> [Challenge]:
Update the entries below so that each occurrence of "tree trunk" becomes "lamp post", leaving everything else unchanged.

> [Materials provided]:
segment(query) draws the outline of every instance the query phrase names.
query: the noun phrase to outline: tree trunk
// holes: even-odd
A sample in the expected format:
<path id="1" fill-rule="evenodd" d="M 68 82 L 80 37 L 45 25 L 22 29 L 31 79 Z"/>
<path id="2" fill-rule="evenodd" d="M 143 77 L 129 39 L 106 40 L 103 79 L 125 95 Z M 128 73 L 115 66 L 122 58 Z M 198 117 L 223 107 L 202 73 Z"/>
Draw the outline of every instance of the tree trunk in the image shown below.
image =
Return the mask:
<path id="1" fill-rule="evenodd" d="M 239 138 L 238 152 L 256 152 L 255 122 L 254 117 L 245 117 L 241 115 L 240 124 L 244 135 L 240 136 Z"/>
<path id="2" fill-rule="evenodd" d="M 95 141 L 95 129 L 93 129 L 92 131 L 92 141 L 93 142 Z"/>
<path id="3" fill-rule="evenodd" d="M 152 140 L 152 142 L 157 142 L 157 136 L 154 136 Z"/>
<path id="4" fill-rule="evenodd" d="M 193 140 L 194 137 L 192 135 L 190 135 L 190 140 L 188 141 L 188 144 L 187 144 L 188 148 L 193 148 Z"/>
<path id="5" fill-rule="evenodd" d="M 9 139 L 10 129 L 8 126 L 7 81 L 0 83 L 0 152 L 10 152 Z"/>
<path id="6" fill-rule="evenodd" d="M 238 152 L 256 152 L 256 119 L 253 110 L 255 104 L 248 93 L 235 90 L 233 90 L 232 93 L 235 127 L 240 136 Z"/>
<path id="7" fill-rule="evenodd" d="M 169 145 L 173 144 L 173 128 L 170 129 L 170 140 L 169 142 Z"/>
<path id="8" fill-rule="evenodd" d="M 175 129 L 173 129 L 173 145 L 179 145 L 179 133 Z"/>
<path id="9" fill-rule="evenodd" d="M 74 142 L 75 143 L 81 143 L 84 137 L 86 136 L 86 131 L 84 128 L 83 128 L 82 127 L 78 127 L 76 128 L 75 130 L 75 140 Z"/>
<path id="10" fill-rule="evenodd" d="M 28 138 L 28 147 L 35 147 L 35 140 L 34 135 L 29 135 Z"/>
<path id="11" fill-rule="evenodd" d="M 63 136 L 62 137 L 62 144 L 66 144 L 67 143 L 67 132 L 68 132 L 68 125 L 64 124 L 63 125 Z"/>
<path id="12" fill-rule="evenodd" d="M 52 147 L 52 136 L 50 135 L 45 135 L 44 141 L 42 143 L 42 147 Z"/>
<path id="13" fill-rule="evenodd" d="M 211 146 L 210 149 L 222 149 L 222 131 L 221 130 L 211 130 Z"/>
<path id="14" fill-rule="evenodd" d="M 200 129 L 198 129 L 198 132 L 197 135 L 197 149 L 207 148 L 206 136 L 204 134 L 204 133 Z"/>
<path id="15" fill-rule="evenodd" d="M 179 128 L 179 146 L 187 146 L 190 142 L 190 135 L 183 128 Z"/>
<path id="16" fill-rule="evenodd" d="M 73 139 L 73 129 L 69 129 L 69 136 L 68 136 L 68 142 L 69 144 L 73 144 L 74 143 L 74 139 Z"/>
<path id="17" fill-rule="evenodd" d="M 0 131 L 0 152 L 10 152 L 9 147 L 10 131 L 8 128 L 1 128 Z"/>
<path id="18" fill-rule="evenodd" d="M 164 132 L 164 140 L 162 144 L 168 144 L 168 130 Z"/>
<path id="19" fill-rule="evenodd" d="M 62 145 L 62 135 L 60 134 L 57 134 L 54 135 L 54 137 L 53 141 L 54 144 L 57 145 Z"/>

> [Response to this task]:
segment(query) draws the outline of every instance the query phrase names.
query: the noun phrase to outline: lamp post
// holes: even-odd
A sample in the expected format:
<path id="1" fill-rule="evenodd" d="M 68 82 L 80 37 L 45 25 L 22 29 L 31 79 Z"/>
<path id="2" fill-rule="evenodd" d="M 143 77 L 129 39 L 106 40 L 103 79 L 125 95 Z M 128 73 L 115 66 L 122 58 Z M 198 117 L 223 107 L 202 73 Z"/>
Draw the outline of every instance of the lamp post in the image shown below.
image =
Return the mask:
<path id="1" fill-rule="evenodd" d="M 239 138 L 238 152 L 256 152 L 255 122 L 254 117 L 245 117 L 241 115 L 240 124 L 244 135 L 240 136 Z"/>
<path id="2" fill-rule="evenodd" d="M 95 141 L 95 129 L 93 129 L 92 131 L 92 141 L 93 142 Z"/>
<path id="3" fill-rule="evenodd" d="M 152 140 L 152 142 L 157 142 L 157 136 L 154 136 Z"/>
<path id="4" fill-rule="evenodd" d="M 193 140 L 194 137 L 192 135 L 190 135 L 190 140 L 188 141 L 188 144 L 187 144 L 188 148 L 193 148 Z"/>
<path id="5" fill-rule="evenodd" d="M 9 139 L 10 129 L 8 126 L 7 81 L 0 83 L 0 152 L 10 152 Z"/>
<path id="6" fill-rule="evenodd" d="M 238 152 L 256 152 L 256 119 L 253 110 L 255 104 L 248 93 L 235 90 L 233 90 L 232 93 L 235 127 L 240 136 Z"/>
<path id="7" fill-rule="evenodd" d="M 169 145 L 173 144 L 173 128 L 170 129 L 170 140 L 169 142 Z"/>
<path id="8" fill-rule="evenodd" d="M 175 129 L 173 129 L 173 145 L 179 145 L 179 133 Z"/>
<path id="9" fill-rule="evenodd" d="M 74 142 L 75 143 L 81 143 L 84 137 L 86 136 L 86 131 L 84 128 L 83 128 L 82 127 L 78 127 L 76 128 L 75 130 L 75 140 Z"/>
<path id="10" fill-rule="evenodd" d="M 28 138 L 28 147 L 35 147 L 35 140 L 34 135 L 29 135 Z"/>
<path id="11" fill-rule="evenodd" d="M 63 136 L 62 137 L 62 144 L 66 144 L 67 143 L 67 132 L 68 132 L 68 125 L 64 124 L 63 125 Z"/>
<path id="12" fill-rule="evenodd" d="M 52 147 L 52 136 L 50 135 L 45 135 L 44 141 L 42 143 L 42 147 Z"/>
<path id="13" fill-rule="evenodd" d="M 211 146 L 210 149 L 222 149 L 222 131 L 221 130 L 211 130 Z"/>
<path id="14" fill-rule="evenodd" d="M 200 129 L 198 129 L 198 132 L 197 135 L 197 149 L 207 148 L 206 136 L 204 134 L 204 133 Z"/>
<path id="15" fill-rule="evenodd" d="M 179 128 L 179 146 L 187 146 L 190 142 L 190 135 L 183 128 Z"/>
<path id="16" fill-rule="evenodd" d="M 73 139 L 73 129 L 69 129 L 69 136 L 68 136 L 68 142 L 69 144 L 73 144 L 74 143 L 74 139 Z"/>
<path id="17" fill-rule="evenodd" d="M 0 131 L 0 152 L 10 152 L 9 147 L 10 131 L 8 128 L 1 128 Z"/>
<path id="18" fill-rule="evenodd" d="M 164 132 L 164 140 L 162 144 L 168 144 L 168 130 Z"/>
<path id="19" fill-rule="evenodd" d="M 62 145 L 62 135 L 60 134 L 57 134 L 54 135 L 54 137 L 53 141 L 54 144 L 57 145 Z"/>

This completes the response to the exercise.